**WHAT IS BEING ASKED**
Retype all of the data. Every line must match exactly.

(Stored items)
▶

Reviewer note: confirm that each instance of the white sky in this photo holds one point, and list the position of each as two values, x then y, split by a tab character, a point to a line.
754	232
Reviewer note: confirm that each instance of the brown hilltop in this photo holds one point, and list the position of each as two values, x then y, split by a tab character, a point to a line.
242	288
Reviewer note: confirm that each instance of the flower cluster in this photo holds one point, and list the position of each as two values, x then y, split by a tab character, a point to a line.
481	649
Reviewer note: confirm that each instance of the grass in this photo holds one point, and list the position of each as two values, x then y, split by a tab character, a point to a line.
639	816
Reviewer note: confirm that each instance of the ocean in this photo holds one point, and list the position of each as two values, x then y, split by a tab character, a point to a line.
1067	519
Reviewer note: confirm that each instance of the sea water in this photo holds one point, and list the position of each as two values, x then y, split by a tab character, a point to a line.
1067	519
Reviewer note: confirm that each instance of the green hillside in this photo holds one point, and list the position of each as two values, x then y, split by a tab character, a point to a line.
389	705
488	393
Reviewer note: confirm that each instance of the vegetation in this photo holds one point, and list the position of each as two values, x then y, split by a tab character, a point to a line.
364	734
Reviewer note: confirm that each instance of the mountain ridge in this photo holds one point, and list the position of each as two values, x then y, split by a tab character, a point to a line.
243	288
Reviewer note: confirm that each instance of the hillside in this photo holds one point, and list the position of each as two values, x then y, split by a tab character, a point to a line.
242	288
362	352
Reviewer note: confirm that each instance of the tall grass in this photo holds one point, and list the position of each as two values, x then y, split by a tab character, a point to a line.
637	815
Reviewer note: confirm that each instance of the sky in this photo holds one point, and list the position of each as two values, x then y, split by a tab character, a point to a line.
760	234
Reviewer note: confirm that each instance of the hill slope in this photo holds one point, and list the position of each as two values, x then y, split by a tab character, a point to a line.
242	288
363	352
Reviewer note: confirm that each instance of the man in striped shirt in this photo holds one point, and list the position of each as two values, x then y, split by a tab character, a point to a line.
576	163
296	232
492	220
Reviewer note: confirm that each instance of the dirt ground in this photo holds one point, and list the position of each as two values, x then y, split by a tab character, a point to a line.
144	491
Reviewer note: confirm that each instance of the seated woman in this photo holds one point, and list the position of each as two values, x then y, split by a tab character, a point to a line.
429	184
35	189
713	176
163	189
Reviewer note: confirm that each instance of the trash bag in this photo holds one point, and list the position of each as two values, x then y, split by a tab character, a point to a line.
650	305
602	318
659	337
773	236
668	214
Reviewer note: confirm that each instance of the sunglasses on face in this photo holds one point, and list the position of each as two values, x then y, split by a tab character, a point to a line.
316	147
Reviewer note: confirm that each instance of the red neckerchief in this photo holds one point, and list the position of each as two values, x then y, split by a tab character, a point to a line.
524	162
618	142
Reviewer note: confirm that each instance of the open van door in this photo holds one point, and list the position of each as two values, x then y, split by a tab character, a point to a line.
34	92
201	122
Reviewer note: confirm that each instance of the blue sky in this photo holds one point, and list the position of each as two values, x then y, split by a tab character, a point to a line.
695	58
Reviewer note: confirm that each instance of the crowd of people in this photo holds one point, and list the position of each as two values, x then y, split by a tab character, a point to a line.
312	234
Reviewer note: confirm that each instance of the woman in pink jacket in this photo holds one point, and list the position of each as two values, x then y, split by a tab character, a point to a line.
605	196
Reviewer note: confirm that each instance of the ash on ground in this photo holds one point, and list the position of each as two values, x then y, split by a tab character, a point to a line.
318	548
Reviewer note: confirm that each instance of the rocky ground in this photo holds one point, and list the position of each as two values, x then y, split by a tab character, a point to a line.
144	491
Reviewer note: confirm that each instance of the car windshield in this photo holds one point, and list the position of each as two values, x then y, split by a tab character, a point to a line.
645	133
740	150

◀

**TASK SOLUTION**
Reviewer note: confirm that each instance of the white sky in this photo holds one point, and list the position of each as two values, x then y, split by a tab character, a point to a line.
754	232
Reviewer note: confirm that each instance of the brown hilltop in this photo holds one point, and list the position of each as two values, x then y, split by a tab character, a point to a line.
242	288
Reviewer note: confirm that each instance of the flower cluster in this photo holds one point, and list the position of each as two values, x then y, split by a tab character, a point to a line.
481	649
Reviewer note: confirm that each instance of the grass in this photo holds one point, and list the position of each as two values, x then y, split by a tab character, a point to a line.
639	816
Reviewer note: confirm that each instance of the ocean in this photo holds one point, and list the position of each as two values, x then y, split by a tab character, a point to a line.
1067	519
Reviewer note: confirm that each instance of the sea water in this photo holds one point, and list the position of each as two values, x then y, split by a tab character, a point to a line.
1067	519
Reviewer note: confirm that each instance of the green hillside in this photo holds one point, and list the position of each as two values, x then y, split by a tab character, a point to a line.
389	705
488	393
Reviewer note: confirm that each instance of the vegetation in this photo holds one point, and list the position of each as two values, x then y, split by a tab character, a point to a line.
364	734
Reviewer note: confirm that each instance of the mountain ridge in this photo holds one point, and list the position of each as two values, x then y, split by a tab character, a point to a line.
243	288
Reviewer note: confirm that each instance of the hillside in this photo holds one point, and list the position of each as two values, x then y, split by a tab character, a point to a line.
242	288
362	352
Reviewer note: confirm that each instance of the tall grass in this photo holds one point, and list the position of each as two values, x then y, split by a tab character, a point to a line.
637	815
Reviewer note: confirm that each instance of the sky in this photo holds one point, and list the position of each as two values, x then y, split by a tab character, a point to a line.
760	234
Reviewer note: confirm that each instance of the hill slope in this photo holds one point, and list the position of each as two values, x then y, split by a tab character, a point to a line.
242	288
363	352
Reviewer note: confirm that each instance of the man in striped shirt in this photo holds one point, and list the position of each as two values, x then y, split by a tab character, a point to a line.
576	163
296	232
492	220
Reviewer note: confirm that each instance of the dirt ground in this photo holds one point, and list the position of each as two values, x then y, split by a tab character, a point to a line.
144	491
Reviewer note: confirm that each instance of the seated woman in this photo holds one point, and list the position of each as two values, x then y, split by a tab character, a point to a line.
429	184
35	189
713	176
163	189
Reviewer note: confirm that each instance of the trash bag in this photo holds one point, and list the position of each as two values, x then y, split by a tab character, a point to a line.
650	305
602	318
659	337
773	236
668	214
Reviewer note: confirm that each instance of the sunglasses on face in this photo holds one point, and list the position of each as two values, x then y, split by a tab character, a point to a line.
316	147
Reviewer note: confirm that each instance of the red neckerchief in this photo holds one point, and list the position of each as two values, x then y, split by a tab character, a point to a line.
524	162
618	142
Reviewer note: confirm that each instance of the open van door in this photo holds one point, and list the position of each as two values, x then y, split by a tab character, a point to a line.
34	92
201	122
Reviewer note: confirm that each instance of the blue sky in this photo holds one point, and list the position of each as two values, x then y, split by a tab character, a point to a line.
695	58
Reviewer note: confirm that each instance of the crowd of people in this photo holds one point, and list the position of each as two values, x then y, split by a tab character, a point to a line.
312	234
Reviewer note: confirm that each instance of the woman in pink jacket in this photo holds one point, and list the position of each as two values, x then y, split by a tab character, a point to a line.
605	196
Reviewer note: confirm that each instance of the ash on ground in this photo holds one point, and list the position of each as two values, x then y, split by a tab character, a point to a line.
318	548
Reviewer note: confirm that each instance of the rocky ground in this photo holds one point, and list the position of each as two values, x then y, split by a tab character, a point to a line.
144	491
Reviewer note: confirm that each instance of the car windshield in this photo holds one point, and list the position of each as two values, x then y, split by a tab character, a point to a line.
645	133
740	150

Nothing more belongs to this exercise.